# SOURCE EXCERPT:
Its really amazing that this subject has had the most replies and wil quickly become the most viewed thread on the South African Forum? Probably show us how much this "piet" has upset everyone.


----------



## X-Factor

Piet has not just upset us ,he is threatening a sport that we all love and are all passionate about.

The thing that pleases me is that I am almost getting the feeling that we are going to *stand together *!!!

That I must tell you will be a first for me as far as a sport and the people are concerned.

I suspect in time to come we may even thank Piet for bonding us all together.


----------



## MikeV101

X-Factor said:


> ... please lets have a vote , I have volunteered to be that sucker :wink::wink::wink::wink:


I don't think the vote should be about a person (although it was piet that triggered it) if the vote is about acceptable behaviour, then I agree and he should be asked to resign from SANIFAA.


----------



## X-Factor

Hi MikeV101

I think you may have misconstrued my post.

We were talking about who the poor person would be that would have to spend a day with Pietie on a field range

I merely volunteered to be that person

I agree however that the vote should be whether he gets to continue belonging to the association or whether he should rather take up fly fishing or something else


----------



## X-Factor

Sorry , I did not complete my previous post.

Membership should be denied when a member is found guilty of uannaceptable behaviour, that I wholeheartedly agree with.

We are all supposed to all be ambassodors for our sport if I remember correctly.....


----------



## Arcuarius

*Change the Rules for One Archer*

Hi All

I am not a regular contributor to AT, but I have been reading these articles with avid interest....

I have a few comments to make:

There are always two sides to every story - I have heard both, first hand. And let's be honest, foul langage etc is never excusable, but Aurelle is not Mrs pleasantness herself either!

We are overlooking the fact that Piet is has prepresented our country in Archery - he has to know something about the sport to achieve this.

Furthermore he has contributed much of his time, effort and money to build archery in our province.

I for one have decided to adopt a "live and let live" attitude. 

I also attended the shoot that Spatan is talking about (howdy mate :wink. 

When I realised that I was not as prepared for the shoot as i thought (I believe I have the honour of being the first to "carpet tune" Henry Devine's carpets at butt 28 - an 80mtr shot, and donate my first arrow of the day to the trees), I retired at the end of the first day.

For the record - I am neither Pro-Piet, or against Piet, just sharing my 5c worth!


----------



## Hoyt-man

Arcuarius said:


> Hi All
> 
> I for one have decided to adopt a "live and let live" attitude.


Hi Arcuarius. 

There is just one problem. The "live and let live" attitude will not work if SANIFAA goes under goverment curatorship... And does "piet" really think that doing this, that he will benefit in regards to better arrowfriendly ranges. I dont think so.

I have met a lot of great people because of archery, and to have to stop because one person cannot behave/contain himself will really be heartbreaking.

# SOURCE MATERIAL:
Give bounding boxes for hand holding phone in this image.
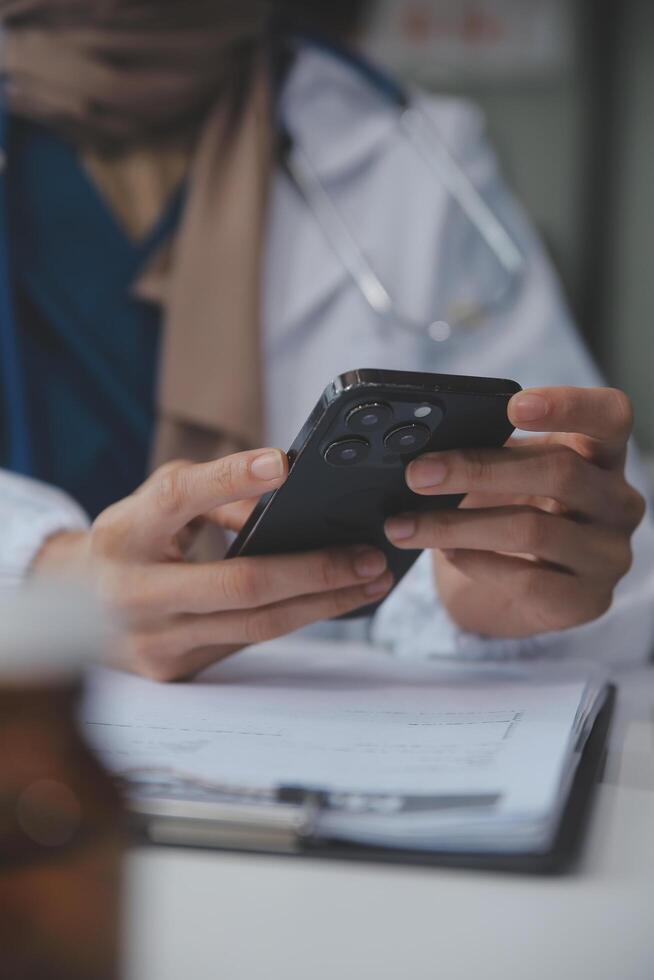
[228,369,520,615]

# TASK REQUIREMENTS:
In the archery forum thread, which association does Hoyt-man warn could go under government curatorship?

# RESPONSE TO THE EXERCISE:
SANIFAA